**Document excerpt:**
------------------------
[linux-dvb] Upcoming DVB-T channel changes for HH (Hamburg)

Tobias Stöber tobi at to-st.de
Tue Jan 27 09:30:17 CET 2009


Moin, moin,

... and sorry Barry that I've to correct you on some parts of your 
summarization ;) I hope you don't mind.

BOUWSMA Barry schrieb:
> Certainly. Just as a background, for the one or zero persons who
> care,the situation in germany can be vaguely described thus: There
> exist national public service, regional public
> service,national/regional private commercial, and local broadcasters.

So what do you mean with local broadcasters? Or what is the difference 
in regional private versus local?

>  In general, the local and private broadcasters focus theirattention
> on large markets (Berlin, Frankfurt/Main, Hamburg,München, and so
> on), and are not to be found so much outsidethese limited regions --
> with exceptions, like in Oberbayernfrom the Wendelstein, but while
> the public service broadcastershave a remit to reach the general
> population, the privatebroadcasters have chosen to focus their
> financial investmentin those markets where they can reach a larger
> audienceshare for little investment.  That is, the RTL and
> Pro7Sat1families can be seen in, say, Hamburg, but far from
> thesemetro areas, you are pretty much limited to a subset of
> thepublic broadcasters.

That is partially correct. The real reason is in the structure and 
history of the German broadcasting market and the introduction of DVB -T 
services in different stages.

After the World War II the western Allies decided to organise 
broadcasting similar to that of the BBC (and also a bite like networks 
in the US) and give West-Germany a structure of federal states, which 
became responsible for broadcasting. Therefore the national government 
in Berlin is in most parts not responsible for broadcasting (apart from 
public service that is financed from there like Deutsche Welle radio & 
tv). The idea behind that was, that the broadcasters should be free from 
interference from the government and managed as an independent public 
service.

All decisions and legislation have to be made in the 16 federal state 
parliaments (and sometimes the Bundestag to), e.g. the 
"Rundfunkfinanzierungsstaatsvertrag" (State Treaty on the Financing of 
Broadcasting).

This law btw required people living in Germany to pay a broadcasting fee 
if they possess a radio oder tv set. This fee is use to finance the 
public-law broacasting services (like the stations organized in the ARD, 
ZDF, national radio service Deutschlandfunk/Deutschlandradio  and some 
other institutions). You'll be charged for the possession, nit for 
actually listening or viewing these stations. I won't go into detail...
------------------------
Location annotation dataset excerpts

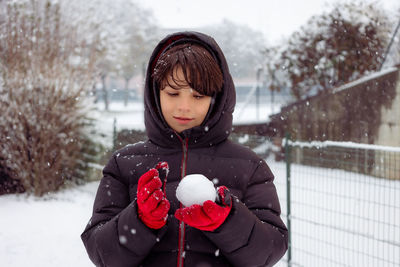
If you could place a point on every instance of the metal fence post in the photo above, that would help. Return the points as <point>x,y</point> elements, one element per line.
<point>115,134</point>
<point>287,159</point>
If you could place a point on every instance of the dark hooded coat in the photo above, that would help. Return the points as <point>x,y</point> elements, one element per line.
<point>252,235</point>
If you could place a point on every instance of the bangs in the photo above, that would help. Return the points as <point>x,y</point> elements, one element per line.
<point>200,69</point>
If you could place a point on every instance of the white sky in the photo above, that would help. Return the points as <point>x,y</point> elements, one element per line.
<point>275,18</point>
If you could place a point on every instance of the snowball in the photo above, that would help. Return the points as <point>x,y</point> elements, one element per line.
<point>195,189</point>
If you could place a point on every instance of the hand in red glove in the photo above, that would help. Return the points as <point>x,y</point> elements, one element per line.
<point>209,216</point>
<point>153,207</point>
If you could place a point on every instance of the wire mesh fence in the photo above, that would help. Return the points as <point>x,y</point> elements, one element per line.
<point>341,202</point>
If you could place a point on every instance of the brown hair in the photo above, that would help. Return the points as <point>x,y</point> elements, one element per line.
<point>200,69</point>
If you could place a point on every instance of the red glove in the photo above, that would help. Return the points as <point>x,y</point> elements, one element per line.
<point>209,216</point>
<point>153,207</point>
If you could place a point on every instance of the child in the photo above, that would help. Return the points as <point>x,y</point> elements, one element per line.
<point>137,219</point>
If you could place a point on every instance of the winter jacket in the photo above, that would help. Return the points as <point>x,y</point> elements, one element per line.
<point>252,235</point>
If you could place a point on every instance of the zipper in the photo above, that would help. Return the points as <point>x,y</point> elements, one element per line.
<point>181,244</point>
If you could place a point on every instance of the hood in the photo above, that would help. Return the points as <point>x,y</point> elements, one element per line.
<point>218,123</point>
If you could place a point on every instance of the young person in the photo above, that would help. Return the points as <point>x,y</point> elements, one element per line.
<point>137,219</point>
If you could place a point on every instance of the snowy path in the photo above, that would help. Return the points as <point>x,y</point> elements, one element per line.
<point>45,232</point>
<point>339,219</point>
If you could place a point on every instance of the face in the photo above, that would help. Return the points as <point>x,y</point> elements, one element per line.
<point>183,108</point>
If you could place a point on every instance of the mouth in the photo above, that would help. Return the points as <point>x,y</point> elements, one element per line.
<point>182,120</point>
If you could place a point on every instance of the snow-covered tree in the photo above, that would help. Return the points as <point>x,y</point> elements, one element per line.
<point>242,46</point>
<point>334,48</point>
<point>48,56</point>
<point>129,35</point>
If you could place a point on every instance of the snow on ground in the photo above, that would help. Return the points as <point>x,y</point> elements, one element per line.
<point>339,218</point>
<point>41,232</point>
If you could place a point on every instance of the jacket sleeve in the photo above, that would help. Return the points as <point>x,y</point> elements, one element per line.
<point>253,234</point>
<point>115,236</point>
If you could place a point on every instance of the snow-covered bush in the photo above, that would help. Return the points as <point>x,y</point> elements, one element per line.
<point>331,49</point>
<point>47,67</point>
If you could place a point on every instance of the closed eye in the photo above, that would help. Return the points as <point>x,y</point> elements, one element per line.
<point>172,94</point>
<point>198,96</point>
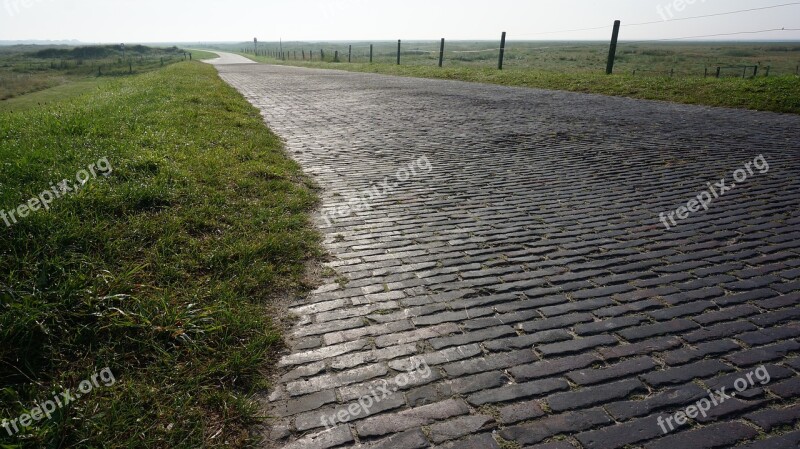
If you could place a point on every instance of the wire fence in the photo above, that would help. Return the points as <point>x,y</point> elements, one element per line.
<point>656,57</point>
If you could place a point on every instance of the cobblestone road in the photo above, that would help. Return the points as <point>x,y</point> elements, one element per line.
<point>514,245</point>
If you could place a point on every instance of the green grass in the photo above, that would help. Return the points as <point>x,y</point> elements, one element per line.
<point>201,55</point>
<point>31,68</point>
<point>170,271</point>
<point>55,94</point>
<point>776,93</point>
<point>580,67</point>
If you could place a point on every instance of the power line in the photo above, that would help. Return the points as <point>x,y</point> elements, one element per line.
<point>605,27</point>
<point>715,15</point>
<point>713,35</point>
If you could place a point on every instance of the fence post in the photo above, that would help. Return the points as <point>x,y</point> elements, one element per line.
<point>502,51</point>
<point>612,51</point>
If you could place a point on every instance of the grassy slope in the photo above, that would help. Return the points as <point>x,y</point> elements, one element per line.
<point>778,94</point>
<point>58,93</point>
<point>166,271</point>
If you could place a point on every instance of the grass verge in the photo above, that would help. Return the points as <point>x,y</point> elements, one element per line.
------------------------
According to the quoted summary in the mailing-list post on German broadcasting, what kinds of broadcasters exist in Germany? List them all.

- National public service broadcasters
- Regional public service broadcasters
- National/regional private commercial broadcasters
- Local broadcasters